Task instructions: Write everything from the start of the items down to the line containing "x=116, y=312" as a JSON list of strings, one string per line with blank lines left out. Leave the pictures out of the answer.
## start Data rows
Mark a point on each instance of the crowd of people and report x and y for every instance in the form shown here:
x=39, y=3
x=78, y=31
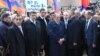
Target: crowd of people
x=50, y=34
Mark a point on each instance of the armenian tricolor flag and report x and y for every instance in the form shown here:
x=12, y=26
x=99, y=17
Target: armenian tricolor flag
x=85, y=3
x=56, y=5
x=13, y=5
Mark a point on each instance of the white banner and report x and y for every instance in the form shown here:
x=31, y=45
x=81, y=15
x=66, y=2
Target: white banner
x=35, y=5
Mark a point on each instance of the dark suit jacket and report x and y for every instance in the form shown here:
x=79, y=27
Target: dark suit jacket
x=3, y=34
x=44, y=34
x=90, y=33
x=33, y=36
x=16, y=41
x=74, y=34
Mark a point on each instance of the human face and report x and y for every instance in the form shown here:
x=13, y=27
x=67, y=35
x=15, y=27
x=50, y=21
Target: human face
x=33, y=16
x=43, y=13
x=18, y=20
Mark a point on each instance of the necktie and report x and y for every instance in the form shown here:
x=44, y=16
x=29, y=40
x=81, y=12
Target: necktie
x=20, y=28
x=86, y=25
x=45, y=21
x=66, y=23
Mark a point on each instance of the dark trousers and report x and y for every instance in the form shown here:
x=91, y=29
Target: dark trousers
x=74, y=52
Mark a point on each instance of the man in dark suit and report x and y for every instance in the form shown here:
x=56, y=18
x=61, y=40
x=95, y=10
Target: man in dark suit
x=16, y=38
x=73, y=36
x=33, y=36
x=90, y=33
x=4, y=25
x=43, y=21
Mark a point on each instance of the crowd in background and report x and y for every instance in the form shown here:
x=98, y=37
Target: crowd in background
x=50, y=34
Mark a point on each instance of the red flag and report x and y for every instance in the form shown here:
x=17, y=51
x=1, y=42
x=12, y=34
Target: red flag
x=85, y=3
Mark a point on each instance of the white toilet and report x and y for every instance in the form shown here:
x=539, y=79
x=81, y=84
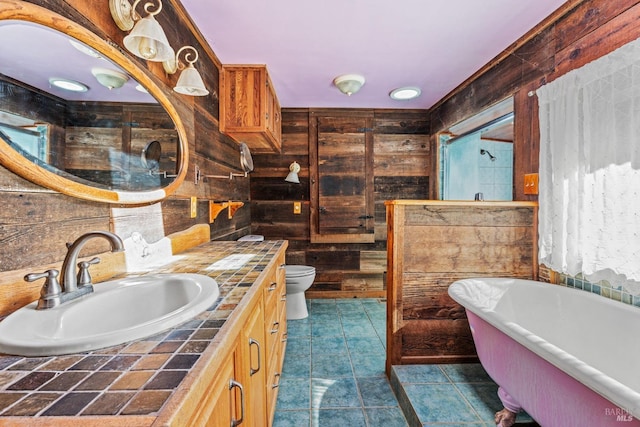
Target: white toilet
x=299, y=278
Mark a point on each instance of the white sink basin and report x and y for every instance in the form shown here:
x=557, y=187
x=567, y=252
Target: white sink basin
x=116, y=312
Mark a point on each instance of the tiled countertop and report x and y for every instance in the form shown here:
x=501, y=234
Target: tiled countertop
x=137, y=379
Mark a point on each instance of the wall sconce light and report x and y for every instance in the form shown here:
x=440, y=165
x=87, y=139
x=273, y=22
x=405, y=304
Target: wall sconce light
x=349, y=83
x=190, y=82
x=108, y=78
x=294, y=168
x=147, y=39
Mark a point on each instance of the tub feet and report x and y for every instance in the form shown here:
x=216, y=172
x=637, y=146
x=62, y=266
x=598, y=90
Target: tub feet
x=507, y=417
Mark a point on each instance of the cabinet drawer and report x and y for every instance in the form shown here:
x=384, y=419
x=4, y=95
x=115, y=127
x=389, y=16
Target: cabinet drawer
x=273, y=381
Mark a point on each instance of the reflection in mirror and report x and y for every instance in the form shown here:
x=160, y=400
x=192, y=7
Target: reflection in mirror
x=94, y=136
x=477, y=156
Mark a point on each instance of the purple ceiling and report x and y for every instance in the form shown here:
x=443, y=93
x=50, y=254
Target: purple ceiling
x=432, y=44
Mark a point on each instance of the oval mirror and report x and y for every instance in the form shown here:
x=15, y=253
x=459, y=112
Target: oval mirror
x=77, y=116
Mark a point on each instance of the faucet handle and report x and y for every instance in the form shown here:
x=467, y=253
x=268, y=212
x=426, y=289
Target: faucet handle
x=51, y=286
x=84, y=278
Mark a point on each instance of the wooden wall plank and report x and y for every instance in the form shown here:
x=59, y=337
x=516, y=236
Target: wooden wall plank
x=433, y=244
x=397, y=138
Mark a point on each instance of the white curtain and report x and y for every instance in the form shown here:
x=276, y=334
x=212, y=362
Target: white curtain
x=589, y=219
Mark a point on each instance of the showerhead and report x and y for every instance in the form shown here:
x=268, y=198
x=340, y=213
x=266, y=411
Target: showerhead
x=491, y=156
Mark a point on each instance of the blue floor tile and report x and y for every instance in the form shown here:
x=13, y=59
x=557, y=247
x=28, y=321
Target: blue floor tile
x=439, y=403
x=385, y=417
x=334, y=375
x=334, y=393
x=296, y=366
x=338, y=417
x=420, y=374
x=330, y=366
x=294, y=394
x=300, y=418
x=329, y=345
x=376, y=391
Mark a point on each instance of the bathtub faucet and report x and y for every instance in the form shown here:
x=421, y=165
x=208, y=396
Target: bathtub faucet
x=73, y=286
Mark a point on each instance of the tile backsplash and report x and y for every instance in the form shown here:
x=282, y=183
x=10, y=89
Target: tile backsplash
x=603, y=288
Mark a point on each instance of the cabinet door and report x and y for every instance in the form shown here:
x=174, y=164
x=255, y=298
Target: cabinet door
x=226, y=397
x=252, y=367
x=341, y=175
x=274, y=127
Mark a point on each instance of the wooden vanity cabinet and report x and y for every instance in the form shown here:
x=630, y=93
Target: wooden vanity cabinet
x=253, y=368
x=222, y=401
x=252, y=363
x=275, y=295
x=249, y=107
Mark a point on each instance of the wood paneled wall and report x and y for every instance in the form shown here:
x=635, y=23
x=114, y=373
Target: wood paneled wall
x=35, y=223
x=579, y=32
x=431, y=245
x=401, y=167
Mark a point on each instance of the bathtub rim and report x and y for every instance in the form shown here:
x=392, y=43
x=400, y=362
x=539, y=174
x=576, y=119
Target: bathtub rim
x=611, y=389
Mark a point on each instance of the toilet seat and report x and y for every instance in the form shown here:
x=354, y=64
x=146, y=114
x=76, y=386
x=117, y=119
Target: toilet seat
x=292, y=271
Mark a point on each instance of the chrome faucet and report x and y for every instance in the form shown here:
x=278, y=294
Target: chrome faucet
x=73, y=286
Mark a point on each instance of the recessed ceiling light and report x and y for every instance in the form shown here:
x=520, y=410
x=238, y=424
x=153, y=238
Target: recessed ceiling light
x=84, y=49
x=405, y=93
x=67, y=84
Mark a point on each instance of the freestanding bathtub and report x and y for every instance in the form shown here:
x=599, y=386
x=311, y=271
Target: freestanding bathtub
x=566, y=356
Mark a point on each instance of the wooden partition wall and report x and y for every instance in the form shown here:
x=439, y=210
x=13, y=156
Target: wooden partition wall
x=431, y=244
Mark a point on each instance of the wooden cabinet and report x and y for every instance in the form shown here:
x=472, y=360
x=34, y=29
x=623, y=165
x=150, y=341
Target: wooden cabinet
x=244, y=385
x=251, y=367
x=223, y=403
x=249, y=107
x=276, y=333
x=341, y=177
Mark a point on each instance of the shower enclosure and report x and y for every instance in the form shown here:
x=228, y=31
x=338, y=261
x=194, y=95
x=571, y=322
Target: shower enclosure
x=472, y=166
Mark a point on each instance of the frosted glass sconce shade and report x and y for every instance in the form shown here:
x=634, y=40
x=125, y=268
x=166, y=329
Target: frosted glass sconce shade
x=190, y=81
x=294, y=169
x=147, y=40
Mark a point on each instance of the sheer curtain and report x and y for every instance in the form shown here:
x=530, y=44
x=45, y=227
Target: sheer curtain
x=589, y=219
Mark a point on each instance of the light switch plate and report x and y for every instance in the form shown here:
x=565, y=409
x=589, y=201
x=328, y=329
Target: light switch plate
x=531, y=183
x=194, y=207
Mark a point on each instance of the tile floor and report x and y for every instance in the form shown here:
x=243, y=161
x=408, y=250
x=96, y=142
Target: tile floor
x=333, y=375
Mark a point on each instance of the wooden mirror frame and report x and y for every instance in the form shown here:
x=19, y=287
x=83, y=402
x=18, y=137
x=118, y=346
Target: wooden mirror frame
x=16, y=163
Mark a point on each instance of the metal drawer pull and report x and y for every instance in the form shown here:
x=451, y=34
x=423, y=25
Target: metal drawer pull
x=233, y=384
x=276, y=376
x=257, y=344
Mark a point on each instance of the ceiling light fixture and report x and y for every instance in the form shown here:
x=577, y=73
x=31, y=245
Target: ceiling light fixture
## end Data rows
Response for this exercise:
[
  "Mark a point on each instance of the crowd of people and report x and y for every instance in the form shown here:",
  "x=39, y=3",
  "x=78, y=31",
  "Target: crowd of people",
  "x=50, y=34",
  "Mark a point on each instance of the armenian tricolor flag and report x and y for every instance in the form shown here:",
  "x=12, y=26",
  "x=99, y=17",
  "Target: armenian tricolor flag",
  "x=85, y=3",
  "x=56, y=5",
  "x=13, y=5",
  "Mark a point on each instance of the white banner and report x and y for every instance in the form shown here:",
  "x=31, y=45",
  "x=81, y=15",
  "x=66, y=2",
  "Target: white banner",
  "x=35, y=5",
  "Mark a point on each instance of the dark suit jacket and report x and y for every instance in the form shown here:",
  "x=79, y=27",
  "Target: dark suit jacket",
  "x=3, y=34",
  "x=44, y=34",
  "x=90, y=33",
  "x=33, y=36",
  "x=16, y=41",
  "x=74, y=34",
  "Mark a point on each instance of the human face and report x and y for every instance in the form shown here:",
  "x=13, y=27",
  "x=67, y=35",
  "x=15, y=27",
  "x=50, y=21",
  "Target: human face",
  "x=33, y=16",
  "x=43, y=13",
  "x=18, y=20",
  "Mark a point on each instance of the necktie and report x and y for every instance in the form shown here:",
  "x=44, y=16",
  "x=29, y=40",
  "x=81, y=12",
  "Target: necktie",
  "x=20, y=28",
  "x=86, y=25",
  "x=45, y=21",
  "x=66, y=23",
  "Mark a point on each instance of the dark trousers and report x and y for every instance in the form shown here:",
  "x=91, y=29",
  "Target: dark trousers",
  "x=74, y=52",
  "Mark a point on each instance of the man in dark suit and report x and y for every instance in the form shown here:",
  "x=56, y=18",
  "x=61, y=40",
  "x=95, y=10",
  "Target: man in dark suit",
  "x=16, y=38",
  "x=73, y=36",
  "x=33, y=36",
  "x=90, y=33",
  "x=4, y=25",
  "x=43, y=21",
  "Mark a point on each instance of the crowd in background and report x and y for every instance in the form shown here:",
  "x=98, y=37",
  "Target: crowd in background",
  "x=50, y=34",
  "Mark a point on each instance of the red flag and report x and y for every instance in the form shown here:",
  "x=17, y=51",
  "x=1, y=42",
  "x=12, y=34",
  "Target: red flag",
  "x=85, y=3",
  "Mark a point on each instance of the white toilet and report x and y for every instance in the form shown here:",
  "x=539, y=79",
  "x=81, y=84",
  "Target: white toilet",
  "x=299, y=278",
  "Mark a point on each instance of the white sink basin and report x and y for every instance in the form shown here:",
  "x=557, y=187",
  "x=567, y=252",
  "Target: white sink basin",
  "x=116, y=312"
]